_Objective_
Copy every line of the material below word for word.

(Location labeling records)
- - - - - - -
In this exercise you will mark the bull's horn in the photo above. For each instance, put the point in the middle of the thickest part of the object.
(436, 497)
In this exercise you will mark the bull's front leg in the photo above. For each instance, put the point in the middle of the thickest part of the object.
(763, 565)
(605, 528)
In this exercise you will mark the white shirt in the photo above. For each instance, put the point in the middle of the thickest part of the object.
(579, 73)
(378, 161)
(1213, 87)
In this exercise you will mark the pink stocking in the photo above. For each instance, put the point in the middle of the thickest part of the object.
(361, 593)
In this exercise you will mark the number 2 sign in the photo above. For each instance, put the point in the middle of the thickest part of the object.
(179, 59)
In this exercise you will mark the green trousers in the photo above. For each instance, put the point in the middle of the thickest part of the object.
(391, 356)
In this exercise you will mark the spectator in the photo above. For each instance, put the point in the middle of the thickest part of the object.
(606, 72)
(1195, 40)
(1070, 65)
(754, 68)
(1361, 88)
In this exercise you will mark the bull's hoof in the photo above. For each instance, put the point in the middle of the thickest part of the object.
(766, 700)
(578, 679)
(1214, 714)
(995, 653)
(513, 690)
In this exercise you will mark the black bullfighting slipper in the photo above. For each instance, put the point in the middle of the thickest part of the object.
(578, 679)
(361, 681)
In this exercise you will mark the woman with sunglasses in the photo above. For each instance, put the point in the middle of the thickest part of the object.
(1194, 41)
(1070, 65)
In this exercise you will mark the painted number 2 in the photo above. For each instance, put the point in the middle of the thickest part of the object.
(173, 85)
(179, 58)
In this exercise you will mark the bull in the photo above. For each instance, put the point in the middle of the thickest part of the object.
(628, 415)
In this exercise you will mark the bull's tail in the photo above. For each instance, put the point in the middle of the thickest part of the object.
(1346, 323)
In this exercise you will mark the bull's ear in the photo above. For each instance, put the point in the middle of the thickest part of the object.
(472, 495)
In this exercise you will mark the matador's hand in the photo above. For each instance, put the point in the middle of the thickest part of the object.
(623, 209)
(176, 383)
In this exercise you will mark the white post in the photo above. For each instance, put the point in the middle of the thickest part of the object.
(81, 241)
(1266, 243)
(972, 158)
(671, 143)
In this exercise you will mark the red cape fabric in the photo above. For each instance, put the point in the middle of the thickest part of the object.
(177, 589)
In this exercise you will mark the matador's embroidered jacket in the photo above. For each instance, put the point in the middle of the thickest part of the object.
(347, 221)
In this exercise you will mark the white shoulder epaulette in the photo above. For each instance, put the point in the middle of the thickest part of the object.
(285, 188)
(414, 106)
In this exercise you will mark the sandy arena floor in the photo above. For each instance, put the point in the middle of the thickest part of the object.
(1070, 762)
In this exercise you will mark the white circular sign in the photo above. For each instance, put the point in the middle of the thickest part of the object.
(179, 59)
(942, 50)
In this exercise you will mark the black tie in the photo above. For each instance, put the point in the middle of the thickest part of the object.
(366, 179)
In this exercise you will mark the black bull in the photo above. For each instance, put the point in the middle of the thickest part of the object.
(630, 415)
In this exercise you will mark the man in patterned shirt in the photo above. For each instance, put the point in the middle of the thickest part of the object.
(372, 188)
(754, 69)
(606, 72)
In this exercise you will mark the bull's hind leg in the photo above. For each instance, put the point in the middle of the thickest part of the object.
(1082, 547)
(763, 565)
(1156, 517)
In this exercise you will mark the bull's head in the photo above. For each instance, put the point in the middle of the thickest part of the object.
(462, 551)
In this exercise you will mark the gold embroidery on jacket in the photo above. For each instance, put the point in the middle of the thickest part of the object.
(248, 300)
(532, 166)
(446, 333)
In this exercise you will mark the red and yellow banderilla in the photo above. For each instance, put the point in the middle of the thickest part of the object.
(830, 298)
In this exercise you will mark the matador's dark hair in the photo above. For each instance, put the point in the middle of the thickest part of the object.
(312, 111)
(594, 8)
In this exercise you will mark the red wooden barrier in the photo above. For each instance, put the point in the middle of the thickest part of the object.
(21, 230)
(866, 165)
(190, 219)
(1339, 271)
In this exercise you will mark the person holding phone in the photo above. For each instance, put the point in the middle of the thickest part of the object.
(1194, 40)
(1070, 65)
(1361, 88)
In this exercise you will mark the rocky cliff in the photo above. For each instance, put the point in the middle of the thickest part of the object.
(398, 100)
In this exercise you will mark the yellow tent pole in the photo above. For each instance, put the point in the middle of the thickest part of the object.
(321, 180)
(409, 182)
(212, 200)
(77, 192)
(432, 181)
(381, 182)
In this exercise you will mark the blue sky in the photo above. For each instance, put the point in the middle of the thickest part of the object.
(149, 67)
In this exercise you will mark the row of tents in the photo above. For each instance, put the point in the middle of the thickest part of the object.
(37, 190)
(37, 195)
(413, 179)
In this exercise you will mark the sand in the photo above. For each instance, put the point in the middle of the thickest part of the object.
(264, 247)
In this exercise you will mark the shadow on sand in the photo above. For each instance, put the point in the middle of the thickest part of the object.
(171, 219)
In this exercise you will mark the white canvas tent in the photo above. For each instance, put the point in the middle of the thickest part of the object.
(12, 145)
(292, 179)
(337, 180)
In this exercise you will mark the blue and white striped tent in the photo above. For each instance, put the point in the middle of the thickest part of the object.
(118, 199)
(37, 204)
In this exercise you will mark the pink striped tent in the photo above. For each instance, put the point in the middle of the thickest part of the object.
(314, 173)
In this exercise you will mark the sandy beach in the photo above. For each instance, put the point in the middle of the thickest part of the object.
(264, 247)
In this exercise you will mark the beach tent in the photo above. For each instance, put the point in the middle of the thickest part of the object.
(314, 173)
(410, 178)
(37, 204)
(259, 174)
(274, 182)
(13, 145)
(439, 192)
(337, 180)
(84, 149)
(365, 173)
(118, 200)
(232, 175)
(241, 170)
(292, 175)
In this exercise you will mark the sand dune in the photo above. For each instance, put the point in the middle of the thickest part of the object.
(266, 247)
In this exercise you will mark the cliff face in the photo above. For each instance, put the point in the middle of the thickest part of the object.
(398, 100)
- - - - - - -
_Answer to the exercise_
In this exercise you will mark the bull's horn in the photo above. For each instance, put the point in the middle of the thickest part of the object.
(436, 497)
In this exercise you will mark the bull's front leg in the photo above. For each instance, put the point in the middle of the thickest part of the object.
(763, 565)
(605, 528)
In this exercise you will mark the white shirt in the photo above. For each instance, put the point in the middle of the thickest part of the object.
(579, 73)
(378, 161)
(1213, 87)
In this exercise you will mark the pink stocking in the photo above. For each instance, put the point in the middle of the thickest part of the object.
(361, 593)
In this exercise you will mark the number 2 sign in the photo above. For each instance, put the point in the middle of the thickest part of the object.
(179, 59)
In this exercise you will mark the green trousers in the photo above. For each instance, put the point in the middle of the thickest part of the object.
(391, 356)
In this exercise you will mark the spectator in the photo above. For each instance, put the point in the middle of the thickest part of the object.
(606, 72)
(1195, 40)
(1070, 65)
(754, 68)
(1361, 88)
In this exercise you will mark the bull's hoof in the photo above. For each instance, put the point in the middle of the thickest part of the object.
(766, 700)
(578, 679)
(1214, 714)
(995, 653)
(513, 690)
In this exercise you will mark the black bullfighting slipper in the photo above. For each instance, put the point in the middle of the thickest part of the object.
(578, 679)
(361, 681)
In this exercise you will mark the woman with sunglasses in the photo above. For each instance, put the point in the middle of the thickest part of the object.
(1194, 41)
(1070, 65)
In this exercise you will mark the painted number 2 in the photo above. For each instance, put the point in the middle of the thickest part of the object.
(173, 85)
(179, 58)
In this exercise you will mark the bull in the photo above. For each instance, put the point in the middle of the thickest part of the object.
(628, 415)
In this exercise you will mark the bull's tail in the photo above. For each instance, put the point in the middle of the thickest part of the object.
(1346, 323)
In this exercise you will mark the bull's ear in the photo above. For each instance, put the point in the middle of the thickest part of the object.
(472, 495)
In this exercise you will mark the matador's hand in the photo above. For each instance, put the point in the middle of the thickest part of the object.
(623, 209)
(176, 383)
In this exercise you will mark the white post in the photo above. For each instance, put the point in the middle of the thickest part of the object.
(81, 241)
(1266, 243)
(972, 158)
(671, 143)
In this exercise you will mark the red cape fabric in the photo above. For each instance, put the point in the middle of the thickest part of the object.
(177, 589)
In this exercise you will mark the matador's embroidered jacket in the photo above. For each instance, put the point in the middle of the thickest part of the object.
(347, 221)
In this exercise you will mark the white shoulder epaulette in the photo above. For each instance, put the point in the middle of the thickest part of the object.
(285, 188)
(414, 106)
In this exercise you will mark the sandy arena floor in the photo above. For each instance, put the point in the middle of the thickest part of the object.
(1070, 762)
In this exercise you will mark the white circular sign in the photo above. For each instance, put the point in the middle of the thickest part of the object.
(179, 59)
(942, 50)
In this exercise you will mark the black tie in the photo above. For each instance, put the point in the middle of the thickest part of the object.
(366, 179)
In this exercise you will mark the black bull in the photo above. For each instance, put the point in the middle of the thickest part of the object.
(630, 415)
In this exercise you will mark the man in patterned shirt in the photo above. For each instance, put the point in the middle of the thickest part of the object.
(372, 188)
(754, 69)
(606, 72)
In this exercise you will mark the bull's hind leg in the photo above. For each instance, put the point in the middle of the thickest part of the object.
(1082, 547)
(763, 565)
(1156, 517)
In this exercise you will mark the bull's head in the photo above. For each instance, put the point in the middle of the thickest part of the object.
(462, 551)
In this exercise you will mark the gold embroidery on jacket in the photo above. For each instance, put the point in the middle of the thickest part of the object.
(248, 300)
(532, 166)
(446, 333)
In this exercise you will mark the red and yellow banderilla in the photo above. For each instance, put the point in the middle of the thickest part of the object.
(830, 298)
In this exercise you will mark the matador's dark hair in the photo above. For each instance, put the point in the middle of the thickest part of the object.
(312, 111)
(594, 8)
In this exercise you will mark the red wooden barrier in the photo above. For each instance, put the point in the middle of the thickest part of the object.
(21, 230)
(866, 165)
(190, 219)
(1339, 271)
In this exercise you will mark the person holding phone in the photo above. For each instance, put the point in the middle of the thickest part of the object.
(1194, 40)
(1070, 65)
(1361, 88)
In this exercise you will mark the rocky cliff in the photo above. For each instance, put the point in the middle of the thickest part of the object.
(398, 100)
In this exercise you will mark the yellow tent pole in the photo above. For each instance, put the point in the middle of the thickest part of the object.
(321, 180)
(409, 182)
(212, 200)
(77, 192)
(432, 181)
(381, 182)
In this exercise you will mark the blue sky in the photo above. For each instance, put the point in the middle of the thickest part of the object.
(149, 67)
In this exercise you will mark the row of tents in the photo above. For each instance, put the point in the middle of the thickest part of the object.
(37, 190)
(37, 195)
(413, 179)
In this exercise you will mark the sand in the photo above. For each instance, put the point in the middle of the thickest part of the object.
(264, 247)
In this exercise you will mark the shadow on sand in the photo above. For each instance, put the point in the middle of the thickest part of the object.
(171, 219)
In this exercise you will mark the white canvas tent in the photo above. For each instance, put the point in the middle of the thickest part of the object.
(12, 145)
(292, 179)
(337, 180)
In this exercise you will mark the blue and white striped tent in the photo above. For each instance, put the point in the middle of the thickest part of the object.
(118, 199)
(37, 204)
In this exercise you will mark the pink striped tent in the photo above. For each instance, put the point in the middle of the thickest part of the object.
(314, 173)
In this exercise you will mark the sandy beach in the photo above. For each instance, put the point in the middle of the thickest part of the object.
(264, 247)
In this exercise you will mark the beach tent in the photo above. For each instance, put the point in the middle of the thickest part of the object.
(314, 173)
(410, 178)
(37, 204)
(259, 174)
(274, 182)
(13, 145)
(439, 192)
(337, 180)
(84, 149)
(365, 173)
(118, 200)
(232, 175)
(241, 170)
(292, 175)
In this exercise you will mark the sand dune in the photo above. For each instance, put the point in the middle of the thickest part of the object.
(266, 247)
In this exercise you will mark the cliff face in the photo above. For each instance, put the point in the middle of the thickest part of the object.
(398, 100)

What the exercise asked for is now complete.